--- begin Stored data ---
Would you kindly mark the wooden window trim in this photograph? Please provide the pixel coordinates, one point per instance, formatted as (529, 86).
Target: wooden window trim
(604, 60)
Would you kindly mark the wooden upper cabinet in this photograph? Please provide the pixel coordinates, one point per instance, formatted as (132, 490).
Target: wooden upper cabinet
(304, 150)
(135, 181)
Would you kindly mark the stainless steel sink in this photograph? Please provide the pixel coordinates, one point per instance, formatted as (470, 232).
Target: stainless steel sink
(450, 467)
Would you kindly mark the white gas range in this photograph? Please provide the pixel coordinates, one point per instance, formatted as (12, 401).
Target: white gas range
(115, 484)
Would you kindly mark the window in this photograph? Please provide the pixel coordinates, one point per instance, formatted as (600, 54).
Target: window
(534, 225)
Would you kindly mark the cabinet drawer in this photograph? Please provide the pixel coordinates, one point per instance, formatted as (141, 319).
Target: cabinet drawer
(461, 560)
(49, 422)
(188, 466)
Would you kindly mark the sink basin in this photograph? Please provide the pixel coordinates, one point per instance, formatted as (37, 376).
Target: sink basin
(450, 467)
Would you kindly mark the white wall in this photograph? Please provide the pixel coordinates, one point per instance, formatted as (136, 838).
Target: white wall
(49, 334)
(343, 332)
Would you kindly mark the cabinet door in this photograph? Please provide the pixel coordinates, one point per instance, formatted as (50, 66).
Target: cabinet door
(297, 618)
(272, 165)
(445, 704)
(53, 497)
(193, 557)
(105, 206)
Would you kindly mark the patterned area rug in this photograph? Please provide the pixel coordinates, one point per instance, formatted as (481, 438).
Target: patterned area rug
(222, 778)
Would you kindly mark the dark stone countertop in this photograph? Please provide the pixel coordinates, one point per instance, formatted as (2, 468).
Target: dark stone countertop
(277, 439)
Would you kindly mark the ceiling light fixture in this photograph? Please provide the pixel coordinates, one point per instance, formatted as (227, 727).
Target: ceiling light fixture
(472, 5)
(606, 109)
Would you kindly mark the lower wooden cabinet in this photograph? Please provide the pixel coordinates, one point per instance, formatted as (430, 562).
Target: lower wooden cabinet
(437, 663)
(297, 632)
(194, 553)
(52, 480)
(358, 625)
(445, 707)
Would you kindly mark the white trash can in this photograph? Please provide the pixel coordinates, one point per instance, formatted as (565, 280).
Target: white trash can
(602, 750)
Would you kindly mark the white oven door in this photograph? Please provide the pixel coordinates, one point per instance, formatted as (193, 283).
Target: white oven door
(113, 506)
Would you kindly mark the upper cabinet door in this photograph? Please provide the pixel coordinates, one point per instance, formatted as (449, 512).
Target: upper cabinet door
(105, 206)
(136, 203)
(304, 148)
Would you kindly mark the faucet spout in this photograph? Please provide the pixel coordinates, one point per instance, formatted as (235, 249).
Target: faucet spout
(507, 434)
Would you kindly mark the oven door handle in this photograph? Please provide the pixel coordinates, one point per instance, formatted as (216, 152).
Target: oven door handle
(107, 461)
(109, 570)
--- end Stored data ---
## Objective:
Reproduce the listing in full. Keep it exactly as written.

## Task output:
Would you kindly mark the wooden window trim in this photograph? Please provide the pixel coordinates, one point per instance, formatted as (529, 86).
Target: wooden window trim
(604, 60)
Would you kindly mark the wooden upper cabinet in this photograph? Please provide the pixel coordinates, one point per instance, formatted as (132, 490).
Target: wooden upper cabinet
(304, 150)
(135, 181)
Would you kindly mark the stainless steel sink in this photograph? Please provide the pixel coordinates, one point per instance, formatted as (470, 232).
Target: stainless steel sink
(450, 467)
Would you kindly mark the white gas range in this photograph? Please provide the pixel coordinates, one point per instance, formatted as (12, 401).
Target: white gas range
(115, 484)
Would you kindly mark the window in this photograph? Please provide the pixel coordinates, one point per instance, formatted as (600, 54).
Target: window
(534, 225)
Would you kindly mark the cabinet drawer in this photograph? Please provide the pixel coordinates, one point per instance, formatted as (141, 319).
Target: cabinet drawer
(461, 560)
(49, 422)
(188, 466)
Would you kindly mark the sink basin in this photograph? Please provide the pixel coordinates, one point per instance, formatted as (37, 376).
Target: sink basin
(450, 467)
Would you kindly mark the white wall in this photograph? Please provide the pixel coordinates, one point per instance, formatted as (136, 838).
Target: white wall
(49, 334)
(343, 332)
Would you kindly mark the cabinet door in this photograph? Please provide the pixel coordinates, one point per instance, formatted as (50, 66).
Target: cabinet door
(297, 618)
(272, 165)
(445, 704)
(53, 497)
(193, 557)
(105, 206)
Would you kindly mark the patterned area rug in this photograph? Please provide the pixel coordinates, one point per instance, formatted as (481, 438).
Target: patterned area rug
(222, 778)
Would you kindly mark the dark stone countertop in this photograph? Please provide the pixel coordinates, one point per instance, formatted as (2, 468).
Target: dark stone countertop
(277, 439)
Would you kindly mark the ceiling light fixture in this photograph? Please provide the pixel coordinates, one point per instance, formatted as (227, 727).
Target: ceiling light fixture
(472, 5)
(606, 109)
Would you kindly mark the lower wooden cabinet in this photograph? Please provide the pixel coordinates, one point per instance, formatted as (430, 562).
Target: lower wooden cabinet
(437, 663)
(297, 632)
(194, 553)
(52, 480)
(358, 625)
(445, 707)
Would you kindly mark the white trash can in this photograph? Please provide the pixel coordinates, one point per instance, formatted as (565, 280).
Target: white trash can
(602, 750)
Would you kindly mark the white oven door in this photograph? Please provide the pixel coordinates, one point per instance, formatted as (193, 283).
Target: white oven door
(113, 506)
Would you kindly mark the upper cabinet door in this photograph? Please provide the pixel coordinates, one point per instance, formatted as (449, 512).
Target: upper cabinet door
(105, 206)
(136, 203)
(304, 148)
Would you kindly mark the faucet spout in this photograph? Please provide the pixel coordinates, one point per instance, formatted as (235, 249).
Target: faucet spout
(507, 434)
Would you kindly mark the oven door handle in this photograph? Please provide the pixel coordinates, one point per instance, formatted as (216, 152).
Target: oven door handle
(107, 461)
(109, 570)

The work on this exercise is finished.